Provided text below:

Brian Strahl Promoted to Full Professor

Dr. Strahl’s laboratory has been at the forefront of understanding how histones and their covalent modifications regulate chromatin structure and function, with a particular emphasis on how chromatin impacts gene regulation.

His career began at the University of North Carolina at Greensboro, where he majored in Biology and Chemistry. He then obtained his doctorate degree in Biochemistry from North Carolina State University in 1998, where he provided new insights into the transcriptional regulation of the Follicle Stimulating Hormone-ß (FSHß) gene. His curiosity in transcriptional regulation led him to pursue his postdoctoral studies in the laboratory of Dr. C. David Allis at the University of Virginia. In David’s lab, he made a number of seminal discoveries in the area of histone methylation and histone function. In particular, Dr. Strahl identified new sites of histone lysine methylation and linked this chromatin modification to gene regulation using the model organism Tetrahymena. His work also helped to identify the first lysine-specific histone methyltransferase in humans and several others in the budding yeast S. cerevisiae. Dr. Strahl, with David Allis, also coined the idea of the histone code – a highly influential review that has been cited well over 5000 times.

In December of 2001, Dr. Strahl initiated his lab at UNC-Chapel Hill, where he has now been promoted to the rank of Full Professor in the Department of Biochemistry & Biophysics. Dr. Strahl is also the Director of Graduate Studies and is the Faculty Director of the UNC High-Throughput Peptide Synthesis and Arraying Core Faculty.

End of Provided text.
Listed entries below:

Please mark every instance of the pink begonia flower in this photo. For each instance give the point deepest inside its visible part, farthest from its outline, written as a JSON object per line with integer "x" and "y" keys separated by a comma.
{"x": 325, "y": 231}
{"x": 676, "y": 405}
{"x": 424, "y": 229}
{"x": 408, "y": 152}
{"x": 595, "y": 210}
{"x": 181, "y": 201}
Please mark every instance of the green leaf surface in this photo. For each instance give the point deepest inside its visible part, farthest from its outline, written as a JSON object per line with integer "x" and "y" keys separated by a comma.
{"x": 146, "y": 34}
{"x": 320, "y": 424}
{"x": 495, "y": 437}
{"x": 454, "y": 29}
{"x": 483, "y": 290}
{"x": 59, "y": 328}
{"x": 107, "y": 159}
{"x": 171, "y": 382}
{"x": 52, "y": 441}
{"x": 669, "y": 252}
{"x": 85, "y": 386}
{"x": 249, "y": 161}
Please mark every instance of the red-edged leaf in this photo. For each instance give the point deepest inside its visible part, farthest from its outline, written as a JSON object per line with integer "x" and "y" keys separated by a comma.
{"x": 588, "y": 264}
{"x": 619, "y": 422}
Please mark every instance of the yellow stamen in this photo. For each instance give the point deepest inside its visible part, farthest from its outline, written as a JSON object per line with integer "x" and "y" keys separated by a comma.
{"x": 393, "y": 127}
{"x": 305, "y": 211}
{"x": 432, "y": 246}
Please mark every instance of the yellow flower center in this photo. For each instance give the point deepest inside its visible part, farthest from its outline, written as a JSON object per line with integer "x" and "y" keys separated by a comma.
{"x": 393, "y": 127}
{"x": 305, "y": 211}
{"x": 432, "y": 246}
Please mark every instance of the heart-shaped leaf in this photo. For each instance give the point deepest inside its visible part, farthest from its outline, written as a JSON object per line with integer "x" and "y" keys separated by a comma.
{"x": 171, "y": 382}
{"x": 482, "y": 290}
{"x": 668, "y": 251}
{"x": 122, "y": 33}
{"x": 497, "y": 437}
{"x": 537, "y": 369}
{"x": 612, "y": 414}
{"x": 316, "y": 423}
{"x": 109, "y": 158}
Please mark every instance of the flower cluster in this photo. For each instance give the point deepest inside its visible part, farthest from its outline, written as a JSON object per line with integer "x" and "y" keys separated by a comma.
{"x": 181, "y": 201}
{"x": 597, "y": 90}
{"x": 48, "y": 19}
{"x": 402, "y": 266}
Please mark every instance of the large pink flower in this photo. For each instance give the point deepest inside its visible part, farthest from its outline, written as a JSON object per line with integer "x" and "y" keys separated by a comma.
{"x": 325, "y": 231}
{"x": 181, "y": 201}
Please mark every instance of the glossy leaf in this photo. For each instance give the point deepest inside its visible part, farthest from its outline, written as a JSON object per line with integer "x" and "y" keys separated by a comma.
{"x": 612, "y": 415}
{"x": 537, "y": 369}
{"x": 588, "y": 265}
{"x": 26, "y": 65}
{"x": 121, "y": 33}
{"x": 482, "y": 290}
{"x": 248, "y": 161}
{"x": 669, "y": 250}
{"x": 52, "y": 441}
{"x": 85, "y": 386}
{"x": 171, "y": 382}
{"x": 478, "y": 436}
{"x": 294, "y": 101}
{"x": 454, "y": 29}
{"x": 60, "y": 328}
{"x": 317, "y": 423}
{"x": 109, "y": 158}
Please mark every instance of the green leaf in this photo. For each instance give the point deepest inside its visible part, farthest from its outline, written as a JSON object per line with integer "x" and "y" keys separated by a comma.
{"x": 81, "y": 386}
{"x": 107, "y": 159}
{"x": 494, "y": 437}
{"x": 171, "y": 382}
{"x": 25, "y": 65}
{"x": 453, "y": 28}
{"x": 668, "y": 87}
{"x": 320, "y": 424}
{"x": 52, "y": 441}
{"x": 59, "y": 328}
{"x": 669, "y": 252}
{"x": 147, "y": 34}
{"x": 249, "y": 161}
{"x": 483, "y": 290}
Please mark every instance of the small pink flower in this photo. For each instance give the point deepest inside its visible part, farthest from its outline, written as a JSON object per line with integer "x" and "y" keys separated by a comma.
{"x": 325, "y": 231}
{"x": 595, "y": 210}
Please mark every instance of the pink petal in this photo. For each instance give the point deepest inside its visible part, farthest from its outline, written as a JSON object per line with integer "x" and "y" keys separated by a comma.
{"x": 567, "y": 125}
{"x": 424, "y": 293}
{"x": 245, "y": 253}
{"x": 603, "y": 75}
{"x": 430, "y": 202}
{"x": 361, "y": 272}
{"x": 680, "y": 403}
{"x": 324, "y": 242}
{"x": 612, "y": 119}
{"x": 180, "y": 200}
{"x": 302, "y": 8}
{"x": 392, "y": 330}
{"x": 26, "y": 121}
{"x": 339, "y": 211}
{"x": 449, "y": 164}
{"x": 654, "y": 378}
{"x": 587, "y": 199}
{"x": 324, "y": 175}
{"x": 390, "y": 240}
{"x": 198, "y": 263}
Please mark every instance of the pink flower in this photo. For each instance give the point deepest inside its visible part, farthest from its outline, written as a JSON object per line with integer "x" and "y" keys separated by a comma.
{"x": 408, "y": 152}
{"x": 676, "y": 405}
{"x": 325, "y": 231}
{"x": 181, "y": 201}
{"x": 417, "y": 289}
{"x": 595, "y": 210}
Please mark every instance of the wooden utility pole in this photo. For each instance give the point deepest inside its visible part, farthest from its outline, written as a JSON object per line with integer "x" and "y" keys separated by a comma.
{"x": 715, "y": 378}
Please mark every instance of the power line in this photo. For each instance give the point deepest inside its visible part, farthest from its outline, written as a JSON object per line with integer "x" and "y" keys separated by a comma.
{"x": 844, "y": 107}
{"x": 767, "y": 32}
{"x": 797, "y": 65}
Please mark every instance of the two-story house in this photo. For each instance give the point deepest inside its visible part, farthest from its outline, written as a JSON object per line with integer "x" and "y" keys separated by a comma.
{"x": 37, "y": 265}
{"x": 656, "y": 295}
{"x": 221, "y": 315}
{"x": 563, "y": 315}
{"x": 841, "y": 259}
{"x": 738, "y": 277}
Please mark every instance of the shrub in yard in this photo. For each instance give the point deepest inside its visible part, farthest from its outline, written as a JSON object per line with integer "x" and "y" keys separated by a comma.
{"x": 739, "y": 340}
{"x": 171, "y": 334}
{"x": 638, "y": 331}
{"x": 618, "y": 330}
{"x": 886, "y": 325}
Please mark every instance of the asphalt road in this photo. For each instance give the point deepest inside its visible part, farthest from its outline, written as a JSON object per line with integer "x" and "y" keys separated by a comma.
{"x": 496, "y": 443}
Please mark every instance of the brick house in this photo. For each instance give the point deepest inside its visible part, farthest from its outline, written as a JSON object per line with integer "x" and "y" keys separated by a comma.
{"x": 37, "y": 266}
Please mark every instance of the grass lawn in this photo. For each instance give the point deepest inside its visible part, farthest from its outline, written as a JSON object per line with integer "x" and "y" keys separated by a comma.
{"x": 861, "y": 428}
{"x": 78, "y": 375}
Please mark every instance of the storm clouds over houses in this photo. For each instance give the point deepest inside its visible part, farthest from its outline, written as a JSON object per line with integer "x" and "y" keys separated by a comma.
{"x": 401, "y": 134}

End of Listed entries.

**Task statement:** Can you write out the entire announcement of Brian Strahl's promotion word for word? Work from the announcement of Brian Strahl's promotion alone, not from the lines.

**Task result:**
Brian Strahl Promoted to Full Professor

Dr. Strahl’s laboratory has been at the forefront of understanding how histones and their covalent modifications regulate chromatin structure and function, with a particular emphasis on how chromatin impacts gene regulation.

His career began at the University of North Carolina at Greensboro, where he majored in Biology and Chemistry. He then obtained his doctorate degree in Biochemistry from North Carolina State University in 1998, where he provided new insights into the transcriptional regulation of the Follicle Stimulating Hormone-ß (FSHß) gene. His curiosity in transcriptional regulation led him to pursue his postdoctoral studies in the laboratory of Dr. C. David Allis at the University of Virginia. In David’s lab, he made a number of seminal discoveries in the area of histone methylation and histone function. In particular, Dr. Strahl identified new sites of histone lysine methylation and linked this chromatin modification to gene regulation using the model organism Tetrahymena. His work also helped to identify the first lysine-specific histone methyltransferase in humans and several others in the budding yeast S. cerevisiae. Dr. Strahl, with David Allis, also coined the idea of the histone code – a highly influential review that has been cited well over 5000 times.

In December of 2001, Dr. Strahl initiated his lab at UNC-Chapel Hill, where he has now been promoted to the rank of Full Professor in the Department of Biochemistry & Biophysics. Dr. Strahl is also the Director of Graduate Studies and is the Faculty Director of the UNC High-Throughput Peptide Synthesis and Arraying Core Faculty.